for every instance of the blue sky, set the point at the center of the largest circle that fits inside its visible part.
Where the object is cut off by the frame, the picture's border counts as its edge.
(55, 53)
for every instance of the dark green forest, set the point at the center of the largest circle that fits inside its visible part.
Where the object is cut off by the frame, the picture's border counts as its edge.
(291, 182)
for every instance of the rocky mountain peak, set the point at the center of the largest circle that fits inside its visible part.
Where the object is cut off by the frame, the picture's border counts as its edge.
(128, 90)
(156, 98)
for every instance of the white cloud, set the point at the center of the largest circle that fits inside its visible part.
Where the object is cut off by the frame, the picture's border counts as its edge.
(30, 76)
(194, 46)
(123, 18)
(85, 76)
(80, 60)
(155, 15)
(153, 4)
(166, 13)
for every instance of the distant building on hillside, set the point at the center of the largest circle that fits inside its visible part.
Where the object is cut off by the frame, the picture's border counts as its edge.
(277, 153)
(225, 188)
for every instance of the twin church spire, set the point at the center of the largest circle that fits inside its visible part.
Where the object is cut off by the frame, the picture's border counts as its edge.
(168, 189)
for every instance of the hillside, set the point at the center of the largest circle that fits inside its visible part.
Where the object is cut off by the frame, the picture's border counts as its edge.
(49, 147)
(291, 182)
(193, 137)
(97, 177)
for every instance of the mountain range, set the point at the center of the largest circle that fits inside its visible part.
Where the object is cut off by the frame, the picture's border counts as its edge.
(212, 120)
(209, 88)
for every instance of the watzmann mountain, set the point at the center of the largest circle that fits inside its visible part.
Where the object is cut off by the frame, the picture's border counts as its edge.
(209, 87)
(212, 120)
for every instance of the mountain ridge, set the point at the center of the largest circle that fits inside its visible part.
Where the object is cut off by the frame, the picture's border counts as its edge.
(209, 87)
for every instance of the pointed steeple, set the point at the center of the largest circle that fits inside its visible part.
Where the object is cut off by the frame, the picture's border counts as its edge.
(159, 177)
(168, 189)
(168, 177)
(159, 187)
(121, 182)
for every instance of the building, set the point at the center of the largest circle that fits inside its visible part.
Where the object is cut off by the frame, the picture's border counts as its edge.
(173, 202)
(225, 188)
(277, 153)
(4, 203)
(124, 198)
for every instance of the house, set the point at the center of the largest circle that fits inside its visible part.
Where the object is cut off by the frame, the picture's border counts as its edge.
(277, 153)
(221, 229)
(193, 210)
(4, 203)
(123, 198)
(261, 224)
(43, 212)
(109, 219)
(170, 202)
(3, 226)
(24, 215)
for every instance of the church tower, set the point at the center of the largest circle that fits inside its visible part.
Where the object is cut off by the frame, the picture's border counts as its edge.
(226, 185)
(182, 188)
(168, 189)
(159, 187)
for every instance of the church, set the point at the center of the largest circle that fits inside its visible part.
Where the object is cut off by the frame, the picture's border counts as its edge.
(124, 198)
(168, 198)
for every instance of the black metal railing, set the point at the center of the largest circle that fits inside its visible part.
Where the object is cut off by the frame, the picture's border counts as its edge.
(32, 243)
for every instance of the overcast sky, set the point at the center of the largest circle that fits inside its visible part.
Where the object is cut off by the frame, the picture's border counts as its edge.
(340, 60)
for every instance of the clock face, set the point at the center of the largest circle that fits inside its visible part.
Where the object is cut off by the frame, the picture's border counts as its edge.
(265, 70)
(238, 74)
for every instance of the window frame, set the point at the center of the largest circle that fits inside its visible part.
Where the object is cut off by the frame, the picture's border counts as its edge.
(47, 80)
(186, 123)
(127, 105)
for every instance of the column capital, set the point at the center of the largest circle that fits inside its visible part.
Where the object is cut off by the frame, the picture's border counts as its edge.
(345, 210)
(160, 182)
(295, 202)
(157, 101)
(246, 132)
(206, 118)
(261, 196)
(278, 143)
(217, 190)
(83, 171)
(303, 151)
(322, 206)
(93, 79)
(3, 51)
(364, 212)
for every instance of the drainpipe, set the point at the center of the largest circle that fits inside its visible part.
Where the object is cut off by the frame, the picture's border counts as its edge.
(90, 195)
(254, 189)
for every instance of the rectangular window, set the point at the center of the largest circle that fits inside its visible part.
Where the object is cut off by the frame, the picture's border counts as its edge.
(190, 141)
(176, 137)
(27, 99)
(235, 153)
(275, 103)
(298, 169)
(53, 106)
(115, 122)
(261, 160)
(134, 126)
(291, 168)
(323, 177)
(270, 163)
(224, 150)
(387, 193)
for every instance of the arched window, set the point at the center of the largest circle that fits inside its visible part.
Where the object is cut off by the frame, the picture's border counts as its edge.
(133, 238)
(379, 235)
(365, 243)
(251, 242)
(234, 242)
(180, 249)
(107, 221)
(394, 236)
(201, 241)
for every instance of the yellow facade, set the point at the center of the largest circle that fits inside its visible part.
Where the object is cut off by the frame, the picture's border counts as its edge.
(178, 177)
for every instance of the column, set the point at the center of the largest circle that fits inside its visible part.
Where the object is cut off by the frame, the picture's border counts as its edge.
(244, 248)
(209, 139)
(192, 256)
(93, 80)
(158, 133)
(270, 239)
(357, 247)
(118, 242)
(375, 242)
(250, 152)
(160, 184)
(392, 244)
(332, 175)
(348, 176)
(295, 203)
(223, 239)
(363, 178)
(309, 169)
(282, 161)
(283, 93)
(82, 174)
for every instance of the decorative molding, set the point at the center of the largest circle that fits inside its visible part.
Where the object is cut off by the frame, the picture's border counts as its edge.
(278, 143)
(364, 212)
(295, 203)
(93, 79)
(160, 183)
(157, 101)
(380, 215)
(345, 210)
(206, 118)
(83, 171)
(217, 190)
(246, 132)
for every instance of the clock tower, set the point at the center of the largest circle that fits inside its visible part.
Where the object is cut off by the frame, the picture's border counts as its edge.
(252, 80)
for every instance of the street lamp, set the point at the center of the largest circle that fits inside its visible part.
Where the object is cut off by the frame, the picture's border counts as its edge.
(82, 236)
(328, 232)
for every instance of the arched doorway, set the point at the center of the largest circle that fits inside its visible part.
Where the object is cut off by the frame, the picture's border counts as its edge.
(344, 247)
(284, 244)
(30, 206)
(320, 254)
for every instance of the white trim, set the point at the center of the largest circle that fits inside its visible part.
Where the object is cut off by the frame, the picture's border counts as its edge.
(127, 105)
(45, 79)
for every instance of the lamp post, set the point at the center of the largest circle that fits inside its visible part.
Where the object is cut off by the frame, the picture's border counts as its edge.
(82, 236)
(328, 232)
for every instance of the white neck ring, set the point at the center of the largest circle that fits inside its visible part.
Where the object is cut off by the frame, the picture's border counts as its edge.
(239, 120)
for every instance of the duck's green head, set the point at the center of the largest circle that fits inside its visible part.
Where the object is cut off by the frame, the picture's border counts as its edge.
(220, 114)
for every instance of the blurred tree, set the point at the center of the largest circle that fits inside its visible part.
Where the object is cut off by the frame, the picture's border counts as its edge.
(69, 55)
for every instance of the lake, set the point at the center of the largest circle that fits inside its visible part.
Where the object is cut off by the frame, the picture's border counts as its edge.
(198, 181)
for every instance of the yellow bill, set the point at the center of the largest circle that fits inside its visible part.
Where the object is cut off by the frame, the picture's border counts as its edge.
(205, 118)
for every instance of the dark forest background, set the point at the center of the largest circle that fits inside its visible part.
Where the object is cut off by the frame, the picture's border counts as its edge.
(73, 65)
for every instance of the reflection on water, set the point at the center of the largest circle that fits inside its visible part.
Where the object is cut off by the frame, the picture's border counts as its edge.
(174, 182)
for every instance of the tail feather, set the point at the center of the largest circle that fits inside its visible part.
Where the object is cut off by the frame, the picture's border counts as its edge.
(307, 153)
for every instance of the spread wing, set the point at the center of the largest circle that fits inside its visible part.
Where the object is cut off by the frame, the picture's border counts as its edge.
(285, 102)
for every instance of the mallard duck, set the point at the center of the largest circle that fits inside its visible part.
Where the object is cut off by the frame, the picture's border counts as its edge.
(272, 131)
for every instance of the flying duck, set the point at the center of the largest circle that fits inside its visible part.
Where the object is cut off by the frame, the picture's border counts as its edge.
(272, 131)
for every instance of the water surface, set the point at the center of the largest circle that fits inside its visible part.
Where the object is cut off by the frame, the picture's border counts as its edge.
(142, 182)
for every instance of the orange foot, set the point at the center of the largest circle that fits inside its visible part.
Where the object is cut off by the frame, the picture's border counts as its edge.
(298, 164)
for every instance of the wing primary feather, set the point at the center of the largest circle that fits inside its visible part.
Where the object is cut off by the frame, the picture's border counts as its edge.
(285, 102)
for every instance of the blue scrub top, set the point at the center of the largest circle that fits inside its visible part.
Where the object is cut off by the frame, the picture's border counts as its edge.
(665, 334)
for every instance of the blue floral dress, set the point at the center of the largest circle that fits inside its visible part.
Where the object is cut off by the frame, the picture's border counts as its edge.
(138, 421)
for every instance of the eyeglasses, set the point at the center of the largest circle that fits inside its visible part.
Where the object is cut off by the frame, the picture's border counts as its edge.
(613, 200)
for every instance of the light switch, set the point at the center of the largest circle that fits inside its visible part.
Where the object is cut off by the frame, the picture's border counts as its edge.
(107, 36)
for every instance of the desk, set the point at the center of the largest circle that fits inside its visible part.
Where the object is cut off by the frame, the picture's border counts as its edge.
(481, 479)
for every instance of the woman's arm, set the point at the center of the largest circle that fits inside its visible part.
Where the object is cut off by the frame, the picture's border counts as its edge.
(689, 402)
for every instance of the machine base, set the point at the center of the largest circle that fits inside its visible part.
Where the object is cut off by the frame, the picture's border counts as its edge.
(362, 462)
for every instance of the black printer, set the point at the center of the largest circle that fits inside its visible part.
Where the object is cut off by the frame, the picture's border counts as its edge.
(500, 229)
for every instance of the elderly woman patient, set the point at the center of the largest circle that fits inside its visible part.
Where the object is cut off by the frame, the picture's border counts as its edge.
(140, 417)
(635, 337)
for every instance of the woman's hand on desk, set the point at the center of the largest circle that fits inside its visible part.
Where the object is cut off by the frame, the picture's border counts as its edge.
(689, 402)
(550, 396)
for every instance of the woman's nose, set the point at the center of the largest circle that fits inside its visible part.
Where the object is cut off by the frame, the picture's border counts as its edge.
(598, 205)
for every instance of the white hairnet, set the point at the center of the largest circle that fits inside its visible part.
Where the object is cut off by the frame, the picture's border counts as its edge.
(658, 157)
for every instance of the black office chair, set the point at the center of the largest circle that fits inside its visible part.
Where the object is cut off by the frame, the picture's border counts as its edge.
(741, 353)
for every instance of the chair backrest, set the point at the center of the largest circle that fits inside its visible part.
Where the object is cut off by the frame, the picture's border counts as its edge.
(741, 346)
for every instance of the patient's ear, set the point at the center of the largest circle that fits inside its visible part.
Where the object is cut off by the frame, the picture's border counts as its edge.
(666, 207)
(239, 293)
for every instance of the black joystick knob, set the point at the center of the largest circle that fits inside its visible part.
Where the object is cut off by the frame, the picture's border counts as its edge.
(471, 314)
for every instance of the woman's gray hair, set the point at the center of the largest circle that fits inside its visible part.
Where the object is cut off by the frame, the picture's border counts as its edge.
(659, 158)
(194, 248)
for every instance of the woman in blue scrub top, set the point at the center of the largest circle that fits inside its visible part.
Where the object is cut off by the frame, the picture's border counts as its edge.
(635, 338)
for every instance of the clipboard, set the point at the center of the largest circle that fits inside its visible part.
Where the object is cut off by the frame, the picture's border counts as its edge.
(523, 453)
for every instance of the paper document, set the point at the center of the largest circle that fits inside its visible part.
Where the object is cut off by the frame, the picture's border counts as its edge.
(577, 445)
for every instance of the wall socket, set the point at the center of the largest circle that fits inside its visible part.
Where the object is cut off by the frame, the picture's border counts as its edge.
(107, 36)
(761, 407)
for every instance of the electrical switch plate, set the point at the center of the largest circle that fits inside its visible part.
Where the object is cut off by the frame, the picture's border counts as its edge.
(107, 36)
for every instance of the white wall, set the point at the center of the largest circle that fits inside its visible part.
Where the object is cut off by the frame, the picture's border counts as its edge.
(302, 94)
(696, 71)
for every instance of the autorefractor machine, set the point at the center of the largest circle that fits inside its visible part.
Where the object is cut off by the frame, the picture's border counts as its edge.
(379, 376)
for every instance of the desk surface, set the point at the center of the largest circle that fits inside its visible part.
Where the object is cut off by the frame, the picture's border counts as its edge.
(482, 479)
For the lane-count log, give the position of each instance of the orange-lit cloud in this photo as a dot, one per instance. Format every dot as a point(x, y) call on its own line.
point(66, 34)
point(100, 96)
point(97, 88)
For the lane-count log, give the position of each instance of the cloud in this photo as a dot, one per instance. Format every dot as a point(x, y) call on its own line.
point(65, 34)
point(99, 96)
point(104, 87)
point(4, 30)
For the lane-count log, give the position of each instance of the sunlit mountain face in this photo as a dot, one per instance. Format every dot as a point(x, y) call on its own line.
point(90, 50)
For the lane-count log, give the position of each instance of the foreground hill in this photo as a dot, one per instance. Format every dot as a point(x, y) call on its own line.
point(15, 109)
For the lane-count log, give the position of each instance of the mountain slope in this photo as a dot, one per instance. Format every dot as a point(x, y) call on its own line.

##########

_Problem to solve_
Respond with the number of lines in the entries that include the string "switch", and nothing besides.

_Answer below_
2